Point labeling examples
+-------+

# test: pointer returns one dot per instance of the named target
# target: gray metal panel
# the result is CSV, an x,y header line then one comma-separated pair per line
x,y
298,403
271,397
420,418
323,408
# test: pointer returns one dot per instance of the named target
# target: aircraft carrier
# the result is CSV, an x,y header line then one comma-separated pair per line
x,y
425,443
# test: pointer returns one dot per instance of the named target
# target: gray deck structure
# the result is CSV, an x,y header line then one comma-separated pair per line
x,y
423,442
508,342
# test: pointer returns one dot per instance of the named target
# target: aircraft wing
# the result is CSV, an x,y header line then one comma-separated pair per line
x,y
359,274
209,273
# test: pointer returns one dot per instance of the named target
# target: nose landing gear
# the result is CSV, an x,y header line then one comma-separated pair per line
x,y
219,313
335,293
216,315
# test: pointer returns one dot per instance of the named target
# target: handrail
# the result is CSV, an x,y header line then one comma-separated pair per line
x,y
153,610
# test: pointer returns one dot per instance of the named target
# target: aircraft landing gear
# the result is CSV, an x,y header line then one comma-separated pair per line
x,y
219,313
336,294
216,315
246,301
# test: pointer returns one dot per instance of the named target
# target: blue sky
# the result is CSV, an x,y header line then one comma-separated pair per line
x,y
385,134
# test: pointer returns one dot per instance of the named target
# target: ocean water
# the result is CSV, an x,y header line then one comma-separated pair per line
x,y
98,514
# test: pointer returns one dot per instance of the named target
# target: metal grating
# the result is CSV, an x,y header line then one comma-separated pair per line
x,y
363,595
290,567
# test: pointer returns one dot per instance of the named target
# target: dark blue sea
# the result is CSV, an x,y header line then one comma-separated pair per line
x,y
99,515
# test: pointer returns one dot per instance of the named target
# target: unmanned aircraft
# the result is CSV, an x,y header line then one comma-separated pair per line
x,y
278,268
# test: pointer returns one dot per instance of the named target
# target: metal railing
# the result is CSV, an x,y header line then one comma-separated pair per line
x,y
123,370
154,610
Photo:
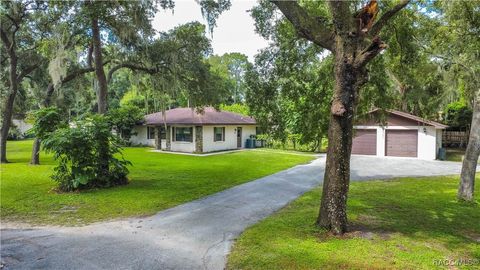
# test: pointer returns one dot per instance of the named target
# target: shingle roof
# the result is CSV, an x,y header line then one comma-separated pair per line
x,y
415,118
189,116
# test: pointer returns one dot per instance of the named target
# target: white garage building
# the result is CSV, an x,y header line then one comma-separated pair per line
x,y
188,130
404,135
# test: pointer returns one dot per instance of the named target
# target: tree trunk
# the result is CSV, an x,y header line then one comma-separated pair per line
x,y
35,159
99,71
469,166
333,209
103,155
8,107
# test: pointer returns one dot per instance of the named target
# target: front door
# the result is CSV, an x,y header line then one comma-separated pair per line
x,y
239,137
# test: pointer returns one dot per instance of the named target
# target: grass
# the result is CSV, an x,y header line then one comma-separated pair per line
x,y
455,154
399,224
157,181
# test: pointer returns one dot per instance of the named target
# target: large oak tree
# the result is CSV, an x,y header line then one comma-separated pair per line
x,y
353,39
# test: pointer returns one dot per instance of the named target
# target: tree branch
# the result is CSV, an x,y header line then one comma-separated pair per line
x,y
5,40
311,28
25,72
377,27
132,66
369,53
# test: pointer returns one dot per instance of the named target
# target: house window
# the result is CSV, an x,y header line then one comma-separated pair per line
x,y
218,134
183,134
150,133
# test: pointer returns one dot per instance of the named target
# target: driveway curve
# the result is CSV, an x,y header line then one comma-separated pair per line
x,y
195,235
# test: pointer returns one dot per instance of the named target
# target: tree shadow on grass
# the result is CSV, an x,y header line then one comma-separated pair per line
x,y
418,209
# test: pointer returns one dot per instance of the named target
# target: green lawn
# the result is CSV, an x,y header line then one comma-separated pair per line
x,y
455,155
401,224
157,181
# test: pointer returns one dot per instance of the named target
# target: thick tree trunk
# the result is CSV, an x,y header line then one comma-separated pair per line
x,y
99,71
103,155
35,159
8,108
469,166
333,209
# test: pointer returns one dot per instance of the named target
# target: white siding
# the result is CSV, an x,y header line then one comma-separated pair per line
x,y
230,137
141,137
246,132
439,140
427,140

+-------+

GIVEN REQUEST:
Transcribe the full listing above exactly, with the images removed.

SOLUTION FOR THIS EXERCISE:
# test: pointer returns one dot per instance of the named target
# target: gray metal panel
# the result is CSV, an x,y header line then one comma-separated pair per line
x,y
298,403
271,397
420,418
323,408
# test: pointer returns one dot per instance of the named target
# target: aircraft carrier
# the result is CSV, an x,y header line then one comma-separated pair per line
x,y
425,443
# test: pointer returns one dot per instance of the named target
# target: gray deck structure
# the result is CSV, an x,y header line then one comma-separated pair per line
x,y
423,442
508,342
# test: pointer returns one dot per instance of the named target
# target: aircraft wing
# the result is CSV, an x,y header line then one comma-separated pair per line
x,y
359,274
209,273
# test: pointer returns one dot per instance of the named target
# target: nose landing gear
# the result is CSV, an x,y header line then one comma-separated pair per line
x,y
219,313
335,293
216,315
# test: pointer returns one dot per instance of the named target
# target: handrail
# the result is CSV, an x,y header line then one comma-separated pair per line
x,y
153,610
# test: pointer returns one dot per instance of the named target
# target: aircraft landing gear
# the result is CSV, an x,y header line then one comma-separated pair per line
x,y
219,313
336,294
216,315
246,301
# test: pointer returns one dot per instance of the named target
# target: blue sky
# the result is CSV, an x,y header line then one comma-separated pair per line
x,y
385,134
# test: pointer returns one dot per instance of the named target
# target: ocean water
# the result is CSV, an x,y header line then one comma-separated pair per line
x,y
98,514
# test: pointer returns one dot per instance of the named target
# target: metal grating
# the result is CSV, an x,y header line then one comma-separated pair per line
x,y
363,595
290,567
# test: pointer returns one dot per instance of the named target
# target: dark blue sea
# the result is CSV, an x,y header line then one comma-separated pair per line
x,y
99,515
# test: pointer returns one dot per instance of the named target
# target: unmanned aircraft
# the result is CSV, an x,y header line then one comma-separated pair per line
x,y
278,268
# test: pointer returns one dot per instance of the named target
# target: metal railing
# the result is CSV, an x,y header line then one comma-separated pair per line
x,y
123,370
154,610
Photo:
# test: pointer returns one dot per instance of the named target
# target: shingle roof
# the result is CSV, an x,y header line then one comma-separated pair per line
x,y
415,118
189,116
# test: pointer returns one dot per instance of the named target
# target: white garage building
# the result is CSV, an x,y header line then one comma-separated pair per line
x,y
188,130
404,135
# test: pointer returns one dot per instance of the named target
# target: tree trunk
# the result is CSV, an x,y header line then one comma-separated pair per line
x,y
35,159
99,71
469,166
333,209
103,155
8,107
# test: pointer returns one dot per instance of the named target
# target: front door
# the result is CSV, an x,y header line then one comma-separated pair per line
x,y
239,137
# test: pointer returns one dot per instance of the named target
# target: grass
# the result is CSV, an x,y header line then one comma-separated pair per line
x,y
455,154
399,224
157,181
# test: pointer returns one dot per instance of the named target
# target: large oak tree
# the result is CSV, an x,y header line then one comma-separated pair per line
x,y
353,39
# test: pointer returns one dot per instance of the named target
# target: tree branch
# the result is CSV, an x,y header line then one comma-separated pair per line
x,y
5,40
311,28
25,72
377,27
132,66
369,53
# test: pointer returns one dot per instance of the named target
# target: house window
# the result is CSV, an x,y header line then one comma-separated pair per line
x,y
218,134
183,134
150,133
# test: pointer returns one dot per instance of the named target
# target: driveway curve
# the result is CSV, an x,y header line then one comma-separated pair per line
x,y
195,235
# test: pointer returns one dot per instance of the named target
# target: tree shadow on grass
# the result is CSV, an x,y header line then one comma-separated pair per line
x,y
418,209
# test: pointer returns one dot per instance of the named target
# target: green lawn
# the result is CSV, an x,y header line then one comma-separated pair per line
x,y
455,155
401,224
157,181
# test: pointer returns one dot per instance of the named target
# target: thick tree trunk
# the result is CSV, an x,y header line then one comma-separated pair per line
x,y
99,71
103,155
35,159
8,108
469,166
333,209
# test: pointer returns one dot per instance of the named target
# target: white siding
# the result is CSV, an x,y header line then one comma-separated pair per line
x,y
230,137
141,137
246,132
439,140
427,140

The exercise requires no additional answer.